• Challenge:
Show each line of the records that contains the string "pendant", copying every such line in full and treating case as significant.

• Excerpts from a pointing dataset:

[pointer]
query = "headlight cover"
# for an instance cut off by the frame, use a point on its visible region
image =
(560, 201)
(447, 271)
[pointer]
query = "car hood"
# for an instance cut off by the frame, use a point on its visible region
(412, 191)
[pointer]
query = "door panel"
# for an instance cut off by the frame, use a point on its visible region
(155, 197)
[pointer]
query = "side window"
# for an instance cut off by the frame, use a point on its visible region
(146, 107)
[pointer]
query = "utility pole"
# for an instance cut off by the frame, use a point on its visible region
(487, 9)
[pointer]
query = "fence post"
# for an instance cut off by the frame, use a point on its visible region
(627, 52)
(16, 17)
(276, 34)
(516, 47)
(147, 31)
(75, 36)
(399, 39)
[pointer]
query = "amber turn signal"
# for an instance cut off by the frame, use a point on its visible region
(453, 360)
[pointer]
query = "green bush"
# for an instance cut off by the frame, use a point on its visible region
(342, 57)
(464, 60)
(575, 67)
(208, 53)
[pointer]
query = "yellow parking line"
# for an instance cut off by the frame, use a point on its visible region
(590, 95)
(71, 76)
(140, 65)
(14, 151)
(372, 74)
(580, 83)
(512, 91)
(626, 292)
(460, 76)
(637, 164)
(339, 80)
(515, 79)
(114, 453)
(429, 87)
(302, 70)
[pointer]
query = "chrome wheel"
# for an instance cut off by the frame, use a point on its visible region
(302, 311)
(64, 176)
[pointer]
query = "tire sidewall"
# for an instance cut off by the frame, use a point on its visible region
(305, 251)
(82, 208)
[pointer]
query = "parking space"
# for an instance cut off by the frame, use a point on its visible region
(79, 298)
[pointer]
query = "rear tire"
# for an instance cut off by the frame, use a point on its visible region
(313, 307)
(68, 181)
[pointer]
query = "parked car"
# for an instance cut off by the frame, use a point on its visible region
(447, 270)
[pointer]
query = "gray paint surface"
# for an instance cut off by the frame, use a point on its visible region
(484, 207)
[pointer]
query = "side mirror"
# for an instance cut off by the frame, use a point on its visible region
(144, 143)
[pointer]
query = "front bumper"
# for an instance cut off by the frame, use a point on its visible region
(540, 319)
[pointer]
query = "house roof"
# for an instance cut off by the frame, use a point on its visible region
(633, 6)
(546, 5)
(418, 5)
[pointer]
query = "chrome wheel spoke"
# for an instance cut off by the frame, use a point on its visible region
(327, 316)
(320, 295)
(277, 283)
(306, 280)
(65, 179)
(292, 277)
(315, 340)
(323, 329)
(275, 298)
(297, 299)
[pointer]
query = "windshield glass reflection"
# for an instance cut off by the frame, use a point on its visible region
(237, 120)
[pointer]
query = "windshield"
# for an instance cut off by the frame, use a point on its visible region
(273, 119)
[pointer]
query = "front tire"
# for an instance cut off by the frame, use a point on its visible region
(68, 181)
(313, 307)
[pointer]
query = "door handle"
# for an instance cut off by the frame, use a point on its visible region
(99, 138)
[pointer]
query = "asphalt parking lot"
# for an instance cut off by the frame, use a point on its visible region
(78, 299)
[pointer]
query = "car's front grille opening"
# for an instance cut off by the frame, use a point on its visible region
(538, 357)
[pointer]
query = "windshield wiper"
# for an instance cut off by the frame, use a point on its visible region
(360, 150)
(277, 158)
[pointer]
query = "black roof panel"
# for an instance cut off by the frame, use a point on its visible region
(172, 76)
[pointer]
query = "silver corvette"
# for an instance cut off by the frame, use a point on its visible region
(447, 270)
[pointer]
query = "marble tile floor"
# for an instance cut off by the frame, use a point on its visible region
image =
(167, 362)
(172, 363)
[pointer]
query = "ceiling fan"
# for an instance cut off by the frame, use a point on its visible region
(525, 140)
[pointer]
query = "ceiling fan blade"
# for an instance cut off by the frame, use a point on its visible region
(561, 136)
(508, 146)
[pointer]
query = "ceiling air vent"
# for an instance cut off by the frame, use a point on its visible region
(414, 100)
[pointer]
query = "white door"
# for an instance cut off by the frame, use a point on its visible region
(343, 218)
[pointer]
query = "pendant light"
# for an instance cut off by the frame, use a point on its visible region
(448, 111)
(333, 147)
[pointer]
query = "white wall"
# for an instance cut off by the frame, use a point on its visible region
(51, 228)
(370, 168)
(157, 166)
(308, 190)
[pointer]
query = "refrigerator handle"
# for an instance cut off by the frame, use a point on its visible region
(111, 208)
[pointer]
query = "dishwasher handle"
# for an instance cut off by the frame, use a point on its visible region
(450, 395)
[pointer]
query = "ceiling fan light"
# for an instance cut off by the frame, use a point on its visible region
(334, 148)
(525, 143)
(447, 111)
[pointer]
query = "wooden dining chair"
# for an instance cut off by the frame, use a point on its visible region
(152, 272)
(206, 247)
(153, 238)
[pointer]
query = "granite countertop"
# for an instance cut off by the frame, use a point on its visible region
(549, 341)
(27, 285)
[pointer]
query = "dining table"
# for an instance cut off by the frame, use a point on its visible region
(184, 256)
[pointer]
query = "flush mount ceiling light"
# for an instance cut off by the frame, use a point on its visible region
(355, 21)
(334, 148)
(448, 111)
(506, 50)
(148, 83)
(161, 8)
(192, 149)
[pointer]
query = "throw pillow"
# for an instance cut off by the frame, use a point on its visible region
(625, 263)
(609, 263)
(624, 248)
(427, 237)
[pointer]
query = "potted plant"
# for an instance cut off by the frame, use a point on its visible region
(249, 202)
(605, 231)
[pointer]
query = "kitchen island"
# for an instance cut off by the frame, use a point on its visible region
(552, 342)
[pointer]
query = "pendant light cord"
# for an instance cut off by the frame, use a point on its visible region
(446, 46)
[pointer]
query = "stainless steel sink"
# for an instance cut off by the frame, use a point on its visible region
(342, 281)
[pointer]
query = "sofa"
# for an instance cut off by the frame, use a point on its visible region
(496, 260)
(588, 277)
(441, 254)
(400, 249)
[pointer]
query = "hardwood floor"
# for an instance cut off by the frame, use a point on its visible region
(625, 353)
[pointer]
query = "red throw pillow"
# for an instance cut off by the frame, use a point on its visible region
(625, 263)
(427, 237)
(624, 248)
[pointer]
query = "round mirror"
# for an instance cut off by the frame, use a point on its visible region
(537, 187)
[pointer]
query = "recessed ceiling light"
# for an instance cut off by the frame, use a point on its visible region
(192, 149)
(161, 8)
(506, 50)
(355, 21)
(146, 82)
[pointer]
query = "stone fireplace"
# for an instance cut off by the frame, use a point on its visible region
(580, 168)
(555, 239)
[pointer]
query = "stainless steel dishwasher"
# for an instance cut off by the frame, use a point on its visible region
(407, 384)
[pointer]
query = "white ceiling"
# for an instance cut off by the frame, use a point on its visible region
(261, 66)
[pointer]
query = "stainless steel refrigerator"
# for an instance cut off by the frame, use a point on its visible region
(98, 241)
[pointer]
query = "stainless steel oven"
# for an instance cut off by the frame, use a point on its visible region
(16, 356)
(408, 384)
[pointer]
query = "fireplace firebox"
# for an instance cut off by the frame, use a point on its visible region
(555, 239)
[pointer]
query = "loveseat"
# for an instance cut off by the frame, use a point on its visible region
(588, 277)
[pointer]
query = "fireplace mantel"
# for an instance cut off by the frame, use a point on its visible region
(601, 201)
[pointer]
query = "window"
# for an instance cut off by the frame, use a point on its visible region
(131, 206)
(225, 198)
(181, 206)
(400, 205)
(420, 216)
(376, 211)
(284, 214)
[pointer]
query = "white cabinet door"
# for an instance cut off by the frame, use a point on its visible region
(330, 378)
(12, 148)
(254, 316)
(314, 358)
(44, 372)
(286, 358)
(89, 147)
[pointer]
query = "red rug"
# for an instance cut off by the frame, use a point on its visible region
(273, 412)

• Task answer:
query = "pendant light"
query = "pendant light cord"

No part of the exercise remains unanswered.